- Opening Delimiter -

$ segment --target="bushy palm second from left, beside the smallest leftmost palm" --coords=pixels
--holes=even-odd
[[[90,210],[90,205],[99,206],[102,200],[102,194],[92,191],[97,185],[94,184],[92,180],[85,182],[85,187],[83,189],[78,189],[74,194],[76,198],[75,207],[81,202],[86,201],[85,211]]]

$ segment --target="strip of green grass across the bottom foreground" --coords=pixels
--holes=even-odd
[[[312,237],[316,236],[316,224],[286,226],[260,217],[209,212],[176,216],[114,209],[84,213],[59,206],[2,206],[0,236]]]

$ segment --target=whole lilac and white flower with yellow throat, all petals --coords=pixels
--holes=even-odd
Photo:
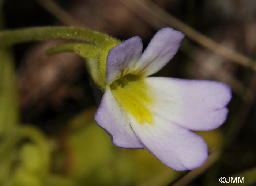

- Closing Delimiter -

-- WHAT THE TASK REQUIRES --
All entries above should be returned exactly, apart from their pictures.

-- ANSWER TO THIS PROBLEM --
$ segment --target="bushy palm second from left, beside the smallest leftmost palm" --coords=pixels
--holes=even-odd
[[[90,210],[90,205],[99,206],[102,200],[102,194],[92,191],[97,185],[94,184],[92,180],[85,182],[85,187],[83,189],[78,189],[74,194],[76,198],[75,207],[81,202],[86,201],[85,211]]]

$ segment --target="strip of green grass across the bottom foreground" --coords=pixels
--holes=even-odd
[[[312,237],[316,236],[316,224],[286,226],[260,217],[209,212],[176,216],[114,209],[84,213],[59,206],[2,206],[0,236]]]

$ segment --target=whole lilac and white flower with yellow throat, all petals --coords=pixels
--holes=even-odd
Photo:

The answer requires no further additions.